◆ WHAT YOU SHOULD DO:
Please pull out every line of the material below word for word, leaving the pictures out of your answer.

◆ THE INPUT:
■ ■ ■ ■ ■

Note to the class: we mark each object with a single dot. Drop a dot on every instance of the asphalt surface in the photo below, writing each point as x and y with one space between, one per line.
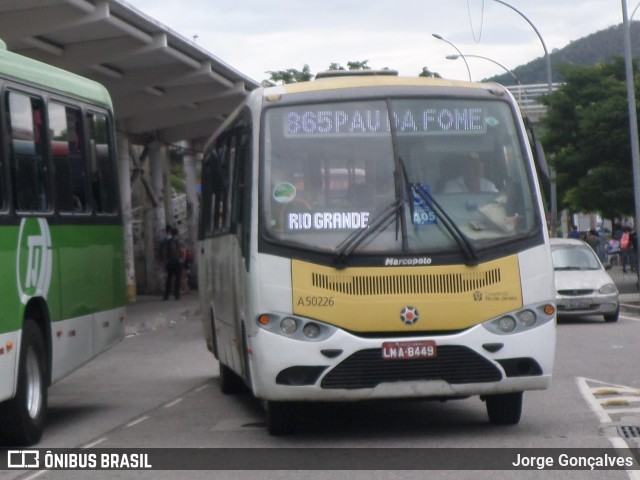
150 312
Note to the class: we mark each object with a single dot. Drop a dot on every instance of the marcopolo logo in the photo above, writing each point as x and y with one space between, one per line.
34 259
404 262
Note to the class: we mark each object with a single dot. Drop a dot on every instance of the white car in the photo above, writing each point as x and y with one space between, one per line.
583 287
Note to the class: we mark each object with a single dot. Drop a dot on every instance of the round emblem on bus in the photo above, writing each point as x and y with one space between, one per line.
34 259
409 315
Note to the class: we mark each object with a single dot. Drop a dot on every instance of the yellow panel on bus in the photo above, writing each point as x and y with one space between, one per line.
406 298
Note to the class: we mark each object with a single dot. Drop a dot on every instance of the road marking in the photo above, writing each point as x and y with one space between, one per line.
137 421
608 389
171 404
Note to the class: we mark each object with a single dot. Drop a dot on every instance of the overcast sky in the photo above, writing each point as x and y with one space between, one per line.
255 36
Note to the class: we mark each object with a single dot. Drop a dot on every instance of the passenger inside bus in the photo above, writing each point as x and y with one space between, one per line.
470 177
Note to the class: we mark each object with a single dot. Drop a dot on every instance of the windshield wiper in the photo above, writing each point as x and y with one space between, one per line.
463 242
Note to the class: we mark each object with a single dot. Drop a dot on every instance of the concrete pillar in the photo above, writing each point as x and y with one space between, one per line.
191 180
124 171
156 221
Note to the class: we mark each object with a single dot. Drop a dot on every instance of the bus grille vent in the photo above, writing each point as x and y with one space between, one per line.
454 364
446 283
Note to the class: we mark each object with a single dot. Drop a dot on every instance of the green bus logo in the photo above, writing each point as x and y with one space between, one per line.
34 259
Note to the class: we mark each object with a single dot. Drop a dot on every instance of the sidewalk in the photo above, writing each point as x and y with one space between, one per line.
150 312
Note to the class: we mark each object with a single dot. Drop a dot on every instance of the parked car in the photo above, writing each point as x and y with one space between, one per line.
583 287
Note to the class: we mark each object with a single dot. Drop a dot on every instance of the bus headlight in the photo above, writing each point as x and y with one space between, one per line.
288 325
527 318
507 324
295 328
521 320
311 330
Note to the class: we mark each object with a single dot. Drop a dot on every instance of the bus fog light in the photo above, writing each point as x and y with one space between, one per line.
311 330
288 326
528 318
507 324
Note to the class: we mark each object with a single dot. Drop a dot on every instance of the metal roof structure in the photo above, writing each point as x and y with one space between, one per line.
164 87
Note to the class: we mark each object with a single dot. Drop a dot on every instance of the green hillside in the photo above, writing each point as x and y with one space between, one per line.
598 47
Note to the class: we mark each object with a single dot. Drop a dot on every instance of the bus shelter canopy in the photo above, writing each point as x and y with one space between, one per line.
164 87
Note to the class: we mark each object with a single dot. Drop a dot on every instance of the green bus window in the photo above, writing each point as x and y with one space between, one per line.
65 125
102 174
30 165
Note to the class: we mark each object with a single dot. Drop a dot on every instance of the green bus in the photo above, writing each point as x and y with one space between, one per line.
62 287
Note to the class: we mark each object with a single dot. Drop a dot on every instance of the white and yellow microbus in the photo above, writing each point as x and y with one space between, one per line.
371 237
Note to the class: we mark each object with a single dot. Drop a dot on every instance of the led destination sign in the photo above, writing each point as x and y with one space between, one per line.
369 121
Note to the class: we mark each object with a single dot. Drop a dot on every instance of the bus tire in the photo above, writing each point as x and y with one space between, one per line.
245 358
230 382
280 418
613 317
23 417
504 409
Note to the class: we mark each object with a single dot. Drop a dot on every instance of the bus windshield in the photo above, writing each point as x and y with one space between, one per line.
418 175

■ ■ ■ ■ ■

◆ EXERCISE ANSWER:
Note to the class: we mark each object with a single dot. Drop a dot on every instance of the asphalt surface in the photo below, writing each point as x and y with one space between, one per line.
150 312
Note to the class: we mark each object with a single dot. Drop a dot on every instance of the marcopolo logo in the photo above, writing each point as x and y with one space between, one per line.
34 259
404 262
Note to the class: we mark each object with a single dot. Drop a dot on every instance of the white car in the photo above, writing each point as x and y with one space between, one per line.
583 287
Note to the class: we mark each object with a single dot. Drop a dot on every instance of the round emblem on bus in the photo above, writing each point as x and y with one space between, one per line.
34 259
409 315
Note to the class: we mark each object with a single dot. Drop a dot on every instance of the yellow panel on bus in the photo above, writing each point as x and y with one space between, one per line.
406 298
Note to the class: we mark each object with a single dot. Drop a dot on every instance of the road marking in the photo above, writing each point as x and y with one space between, one per line.
137 421
608 389
171 404
Note to the class: we mark each object with a single dot. Drop a dot on every instance of the overcast sky in the photo above, writing each point as x and y with one space between, one per line.
255 36
Note to the class: we mark each object with a single dot. Drop a dot on every instance of the passenger inside bus in the photo above, writing each point as x and y with one space between, one per line.
470 177
Note to the class: we mark each object with a single dot. Drop a dot on every instance of the windshield wiper in the photo above, writing each point as x and y with one space between, one per line.
463 242
Note to the class: we mark each object with a single dot. Drop a dot on every instance of the concrete pillar in the photo above, writing each point as x and y with one space between, one per line.
191 180
124 171
156 221
Note to the class: we mark each object with a single dot. Drop a dot on every instance of the bus grille vent in the photo above, writing each point as x and y with one space between, one per line.
454 364
446 283
Note to the class: we mark each object with a single dot. Drop a dot on every instance of the green bus logo in the photo above, writing each point as x and y with one space between, one per line.
34 259
Note to the class: we mark each object with a single dot. Drop a dot on every instance of the sidewalk in the photo above, writing each point as x and y with one space between, one per line.
150 312
Note to the class: we mark each object with a single dot. Drop a dot on every instance of the parked car in the photo above, writing each point as x and y with one space between, one per line.
583 287
Note to the class: we mark each object with a single dot. Drop a dot on every instance of the bus headlight in the photo above, writing each point as x and y with one space between, one per line.
288 325
527 318
507 324
295 328
521 320
311 330
Note to the class: we mark each object with a single dot. Drop a dot on every instance of the bus fog light in the photo above, writing each point as x and y with one space between, one per line.
311 330
288 326
528 318
507 324
Note to the class: we mark each object with a single dot. Drop a dot on every instance of the metal roof structure in the photo above, writing each point as x and y with one space between, one per line.
164 87
Note to the class: we mark each object with a single dot. Drop a dot on every instance of the green hillside in the photo above, writing each point as x and y with one space between, one per line.
598 47
Note to the class: we mark each object with a single dot. Drop a dot on every instance of the bus shelter canopy in the photo above, writing each point as x and y with one space between, one per line.
164 87
Note to the class: we mark each object with a single dot. Drop a dot on every instance of the green bus window in the photo above, writing each point as x and y with one space between, one per line.
65 125
102 174
30 165
Note to the class: we mark each object with a single dot. Drop a dot on every instance of the green bus in the photo above, writing each point as x and y with one space between, one per line.
62 287
Note to the class: we mark each object with a single dot. Drop a dot on every instance of the white and yellow microbus in the photo above, writing each point as x and y with one space between, one per line.
371 237
Note to the class: we mark each object with a single dot. Drop a dot on every instance of the led destination sign in the photo above, writing each point as x and y with one space between, one per line.
369 121
Note to the class: we mark each object with a single dot. Drop a dot on every instance of the bus tire in the photo above, writing each point as x and y with one space between, one per line.
245 358
230 382
280 418
613 317
23 417
504 409
Note to the class: we mark each object with a single dot. Drop a dot on every instance of the bus windshield in the photo above, writing each point as x and y with one space between, one per line.
418 175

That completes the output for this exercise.